■ TASK REQUIREMENTS
All the entries need to be quoted exactly, apart from the pictures, which you should drop.

■ DATASET CONTENT
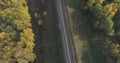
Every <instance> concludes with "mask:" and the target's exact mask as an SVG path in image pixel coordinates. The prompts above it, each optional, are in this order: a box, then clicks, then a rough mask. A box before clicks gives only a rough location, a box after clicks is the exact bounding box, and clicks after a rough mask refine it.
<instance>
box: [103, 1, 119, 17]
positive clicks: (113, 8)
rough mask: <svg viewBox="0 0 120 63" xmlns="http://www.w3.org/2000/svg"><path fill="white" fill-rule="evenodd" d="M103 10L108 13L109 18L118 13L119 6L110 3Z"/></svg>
mask: <svg viewBox="0 0 120 63" xmlns="http://www.w3.org/2000/svg"><path fill="white" fill-rule="evenodd" d="M104 8H105V9H106V10H108V12H110V14H111V16H114V15H115V14H116V13H117V11H118V8H119V5H118V4H117V3H110V4H107V5H105V6H104Z"/></svg>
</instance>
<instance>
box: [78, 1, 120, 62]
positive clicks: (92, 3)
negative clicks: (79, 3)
mask: <svg viewBox="0 0 120 63" xmlns="http://www.w3.org/2000/svg"><path fill="white" fill-rule="evenodd" d="M79 2H80V5H81V6H80V7H81V8H82V9H83V11H84V14H85V15H86V18H87V19H88V20H87V22H86V23H87V24H89V26H90V29H91V30H92V32H95V33H96V34H97V36H102V39H103V42H101V43H100V44H99V45H100V48H99V50H101V51H102V52H101V53H102V54H103V55H104V56H105V57H106V63H112V62H114V63H120V0H79ZM99 39H101V38H99ZM96 44H97V42H96ZM96 47H97V46H96ZM109 58H112V60H111V59H109Z"/></svg>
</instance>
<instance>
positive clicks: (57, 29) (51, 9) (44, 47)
mask: <svg viewBox="0 0 120 63" xmlns="http://www.w3.org/2000/svg"><path fill="white" fill-rule="evenodd" d="M46 5H47V9H46V12H47V16H46V17H45V18H44V22H43V24H44V26H45V28H46V30H45V31H43V34H44V35H43V48H44V57H43V58H44V59H43V61H44V63H63V56H62V50H61V47H62V46H61V38H60V32H59V29H58V21H57V16H56V15H57V14H56V9H55V1H54V0H51V1H46Z"/></svg>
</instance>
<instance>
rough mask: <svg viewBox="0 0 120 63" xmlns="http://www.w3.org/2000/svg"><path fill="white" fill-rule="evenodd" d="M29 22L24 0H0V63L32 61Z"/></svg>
mask: <svg viewBox="0 0 120 63" xmlns="http://www.w3.org/2000/svg"><path fill="white" fill-rule="evenodd" d="M30 20H31V18H30V15H29V13H28V7H27V2H26V0H0V63H30V62H33V61H34V59H35V54H34V51H33V48H34V46H35V44H34V34H33V31H32V29H31V23H30Z"/></svg>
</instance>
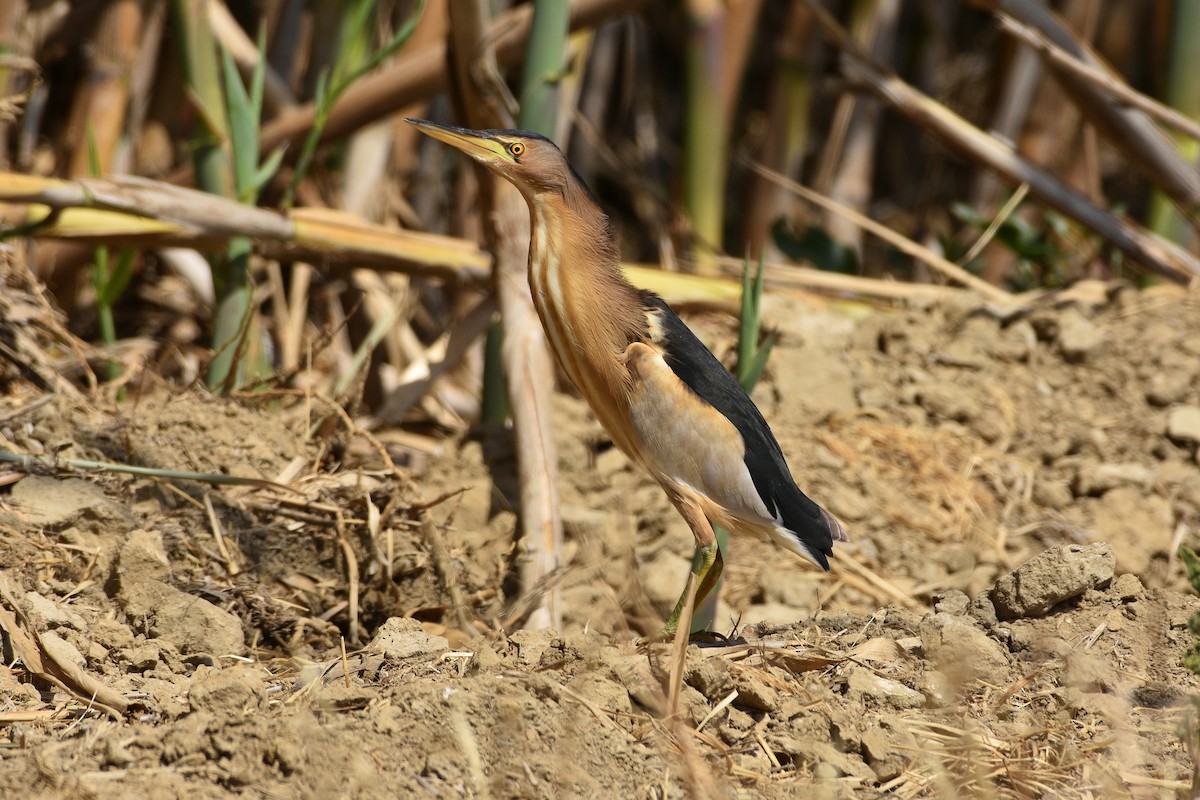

■ RESULT
Every <instance> concludes with "mask:" and the target's exact mask as an SVG path in image pixel coordinates. The prompts above it, each optional, are in this order: a box, then clicks, then a rough mask. A box before clicks gives only a rough location, a box after clicks is the exact bounding box, and clicks after a rough mask refine it.
<instance>
box: [103, 1, 119, 17]
positive clicks: (113, 8)
rough mask: <svg viewBox="0 0 120 63" xmlns="http://www.w3.org/2000/svg"><path fill="white" fill-rule="evenodd" d="M103 10L108 13L109 18L118 13L119 6L110 3Z"/></svg>
mask: <svg viewBox="0 0 120 63" xmlns="http://www.w3.org/2000/svg"><path fill="white" fill-rule="evenodd" d="M104 8H105V9H106V10H108V12H110V14H111V16H114V15H115V14H116V13H117V11H118V8H119V5H118V4H117V3H110V4H107V5H105V6H104Z"/></svg>
</instance>
<instance>
box: [78, 1, 120, 62]
positive clicks: (92, 3)
negative clicks: (79, 3)
mask: <svg viewBox="0 0 120 63" xmlns="http://www.w3.org/2000/svg"><path fill="white" fill-rule="evenodd" d="M79 2H80V5H81V6H80V7H81V8H82V9H83V11H84V14H85V15H86V18H87V19H88V20H87V22H86V23H87V24H89V26H90V29H91V30H92V32H95V33H96V34H97V36H102V39H103V42H101V43H100V44H99V45H100V48H99V50H101V51H102V52H101V53H102V54H103V55H104V56H105V57H106V63H112V62H114V63H120V0H79ZM99 39H101V38H99ZM96 44H97V42H96ZM96 47H97V46H96ZM109 58H112V60H111V59H109Z"/></svg>
</instance>
<instance>
positive clicks: (57, 29) (51, 9) (44, 47)
mask: <svg viewBox="0 0 120 63" xmlns="http://www.w3.org/2000/svg"><path fill="white" fill-rule="evenodd" d="M46 5H47V9H46V12H47V16H46V17H45V18H44V22H43V24H44V26H45V28H46V30H45V31H43V34H44V35H43V48H44V57H43V58H44V59H43V61H44V63H63V56H62V50H61V47H62V46H61V38H60V32H59V29H58V21H57V16H56V15H57V14H56V9H55V1H54V0H51V1H46Z"/></svg>
</instance>
<instance>
rough mask: <svg viewBox="0 0 120 63" xmlns="http://www.w3.org/2000/svg"><path fill="white" fill-rule="evenodd" d="M29 22L24 0H0V63L32 61Z"/></svg>
mask: <svg viewBox="0 0 120 63" xmlns="http://www.w3.org/2000/svg"><path fill="white" fill-rule="evenodd" d="M30 20H31V18H30V15H29V13H28V7H27V2H26V0H0V63H30V62H33V61H34V59H35V54H34V51H33V48H34V46H35V44H34V34H33V31H32V29H31V23H30Z"/></svg>
</instance>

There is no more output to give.